──────── Excerpt
Finding Value in Remodeling

Finding Value in Remodeling

One of the biggest obstacles to remodeling for many folks is the expense. Unfortunately, the alternatives can be even more expensive, both short term and long term.

Moving vs. remodeling: Leaving the memories behind

Many of our prospective clients are trying to decide between remodeling and moving to a house that better matches their wants and needs. Remember that the soft costs of moving, as well as the hard costs of moving, can be exorbitant.

Have you seen the cost of moving lately? You might be surprised at what it takes to move a household today even to another neighborhood in College Station or Bryan. Of course, there are other major hard costs involved in moving to a new home. Don’t just think of the closing costs. Remember the costs for refreshes on your current home like new interior paint and landscaping, staging, inspection-related repairs and cleaning. It all adds up.

The soft costs—your time and energy—can be even higher. If you don’t hire a moving company, the cost in your time to pack, unpack, and market your current home for sale is hefty. Add to that the considerable cost of your precious evenings and weekends spent trying to find that “just right” home and your valuable time can be monopolized for many months. Perhaps the largest soft cost, though, is the sentimental cost of leaving a space with so many memories connected to it. Those memories have a significant, yet unquantifiable, value to most people.

DIY vs. remodeling: Everything in moderation

Another alternative is to “do it yourself” (DIY). This is a good alternative if employed in moderation. Just don’t neglect to do a soul-searching reality check on your construction abilities before you begin.
────────────────
──────── Given entries
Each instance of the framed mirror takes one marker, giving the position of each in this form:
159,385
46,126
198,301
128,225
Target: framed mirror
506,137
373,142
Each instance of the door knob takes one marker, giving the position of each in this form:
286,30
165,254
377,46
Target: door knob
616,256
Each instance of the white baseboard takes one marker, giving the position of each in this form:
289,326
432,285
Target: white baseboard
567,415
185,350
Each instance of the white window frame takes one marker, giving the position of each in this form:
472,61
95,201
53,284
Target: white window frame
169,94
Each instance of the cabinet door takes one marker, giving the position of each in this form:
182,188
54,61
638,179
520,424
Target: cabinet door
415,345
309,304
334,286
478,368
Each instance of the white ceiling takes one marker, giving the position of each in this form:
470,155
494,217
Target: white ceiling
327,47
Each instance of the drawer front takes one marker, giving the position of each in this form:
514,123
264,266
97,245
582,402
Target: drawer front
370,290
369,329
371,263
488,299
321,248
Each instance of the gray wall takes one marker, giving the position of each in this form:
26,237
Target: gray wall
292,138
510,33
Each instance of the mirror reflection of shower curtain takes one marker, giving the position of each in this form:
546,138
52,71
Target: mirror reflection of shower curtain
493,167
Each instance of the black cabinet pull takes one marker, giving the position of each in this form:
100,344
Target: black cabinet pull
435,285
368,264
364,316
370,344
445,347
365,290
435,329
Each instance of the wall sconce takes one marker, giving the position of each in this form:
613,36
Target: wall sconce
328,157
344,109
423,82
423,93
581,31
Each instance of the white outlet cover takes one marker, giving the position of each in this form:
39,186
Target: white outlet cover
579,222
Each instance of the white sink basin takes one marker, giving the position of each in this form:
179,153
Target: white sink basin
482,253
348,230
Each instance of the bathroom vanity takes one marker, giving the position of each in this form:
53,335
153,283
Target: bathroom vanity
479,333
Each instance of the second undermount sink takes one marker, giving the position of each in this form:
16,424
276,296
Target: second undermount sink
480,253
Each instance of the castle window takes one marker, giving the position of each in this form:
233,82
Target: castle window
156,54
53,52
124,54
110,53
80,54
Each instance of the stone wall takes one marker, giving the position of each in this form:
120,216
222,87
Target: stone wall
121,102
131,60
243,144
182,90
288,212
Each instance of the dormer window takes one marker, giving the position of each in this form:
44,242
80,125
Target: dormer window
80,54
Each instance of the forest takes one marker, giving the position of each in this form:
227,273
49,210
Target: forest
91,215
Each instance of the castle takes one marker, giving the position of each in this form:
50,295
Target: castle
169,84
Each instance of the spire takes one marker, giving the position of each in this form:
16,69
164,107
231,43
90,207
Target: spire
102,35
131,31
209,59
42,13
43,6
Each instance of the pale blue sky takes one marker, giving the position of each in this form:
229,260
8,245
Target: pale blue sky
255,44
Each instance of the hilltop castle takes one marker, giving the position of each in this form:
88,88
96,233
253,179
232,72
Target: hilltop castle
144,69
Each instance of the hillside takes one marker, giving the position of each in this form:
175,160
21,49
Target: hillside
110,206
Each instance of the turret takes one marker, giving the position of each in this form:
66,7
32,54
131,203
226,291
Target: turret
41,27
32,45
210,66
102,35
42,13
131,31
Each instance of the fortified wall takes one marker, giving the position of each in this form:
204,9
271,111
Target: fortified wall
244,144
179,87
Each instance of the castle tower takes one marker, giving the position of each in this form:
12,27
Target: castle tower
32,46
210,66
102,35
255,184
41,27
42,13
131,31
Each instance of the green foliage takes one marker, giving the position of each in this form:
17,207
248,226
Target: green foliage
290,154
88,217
────────────────
■ **What the exercise asks**
Retype this passage from the remodeling text, from "Many of our" to "can be exorbitant.".

■ **Complete answer**
Many of our prospective clients are trying to decide between remodeling and moving to a house that better matches their wants and needs. Remember that the soft costs of moving, as well as the hard costs of moving, can be exorbitant.